> _DOCUMENT SEGMENT_
........
Ayurveda is a comprehensive natural healing system of medicine which was developed more than 5000 years ago in India. The term “Ayurveda” means the “science of daily living”, and it is based on a healthy lifestyle emphasized by balancing of doshas. This blog briefly looks at what doshas are, what their functions are, how disease is formed, and how doshas are balanced using the taste of food.
What are Doshas?
Ayurveda recognizes three primary life forces which are called doshas. The three doshas are vata, pitta and kapha and they correspond to the elements of air, fire and water. The function of the doshas is to create, maintain, and destruct all the psychological, biological and physiopathological processes of our body, mind and consciousness. When they are in balance they protect the body, and when out of balance they contribute to disease. They also maintain the emotions such as love, anger, fear, empathy, understanding, hate, greed etc.
Your physical, emotional, mental and spiritual needs are very unique. By understanding one’s dosha constitution, it is possible to select the most appropriate lifestyle in order to complement these unique needs. Cousens (2000), contains a thorough questionnaire to determine your dosha constitution. Here is a more basic questionnaire.
Six Stage Disease Process
According to Ayurveda, any disease follows these six stages:
- Accumulation (sancaya) – when a dosha starts to increase at a local point due to a bad diet, wrong lifestyle, psychological imbalances, change of seasons.
........
> _AVAILABLE DATA_

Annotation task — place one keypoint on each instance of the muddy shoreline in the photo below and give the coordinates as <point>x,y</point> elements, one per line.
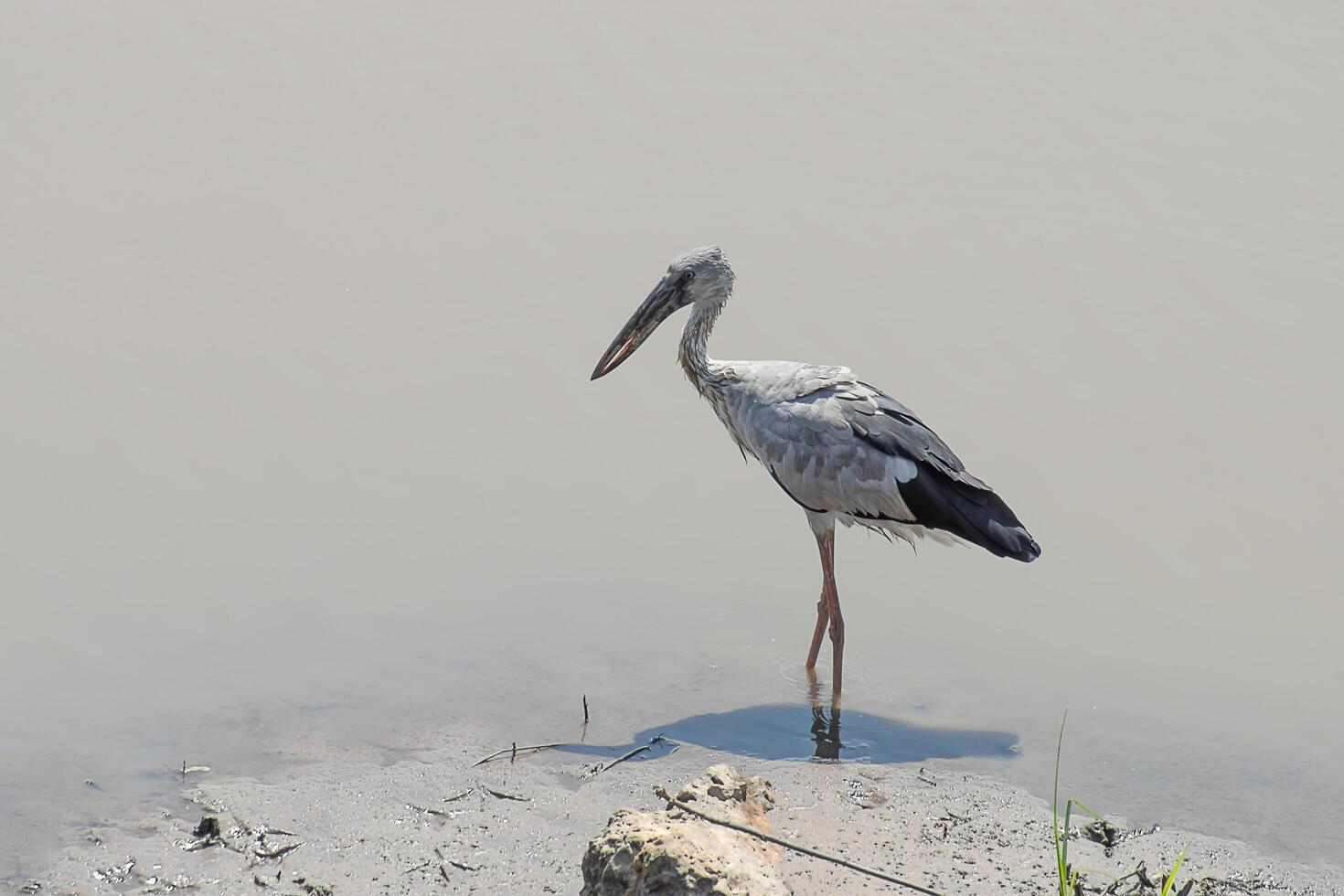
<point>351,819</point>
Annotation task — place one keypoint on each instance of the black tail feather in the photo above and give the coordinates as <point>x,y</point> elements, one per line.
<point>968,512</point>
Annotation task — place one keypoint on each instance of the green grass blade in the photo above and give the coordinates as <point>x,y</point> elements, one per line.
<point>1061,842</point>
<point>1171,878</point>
........
> _REQUIREMENT 1_
In the Ayurveda text, which elements correspond to vata, pitta and kapha?
> _REQUIREMENT 2_
Print the part of the Ayurveda text that begins at the words "Ayurveda is a" and stops after the words "What are Doshas?".
> _REQUIREMENT 3_
Based on the Ayurveda text, why is it useful to understand one's dosha constitution?

> _OUTPUT 1_
Vata, pitta and kapha correspond to air, fire and water.

> _OUTPUT 2_
Ayurveda is a comprehensive natural healing system of medicine which was developed more than 5000 years ago in India. The term “Ayurveda” means the “science of daily living”, and it is based on a healthy lifestyle emphasized by balancing of doshas. This blog briefly looks at what doshas are, what their functions are, how disease is formed, and how doshas are balanced using the taste of food.
What are Doshas?

> _OUTPUT 3_
Each person's physical, emotional, mental and spiritual needs are unique. Knowing one's dosha constitution makes it possible to choose the lifestyle that best complements those needs.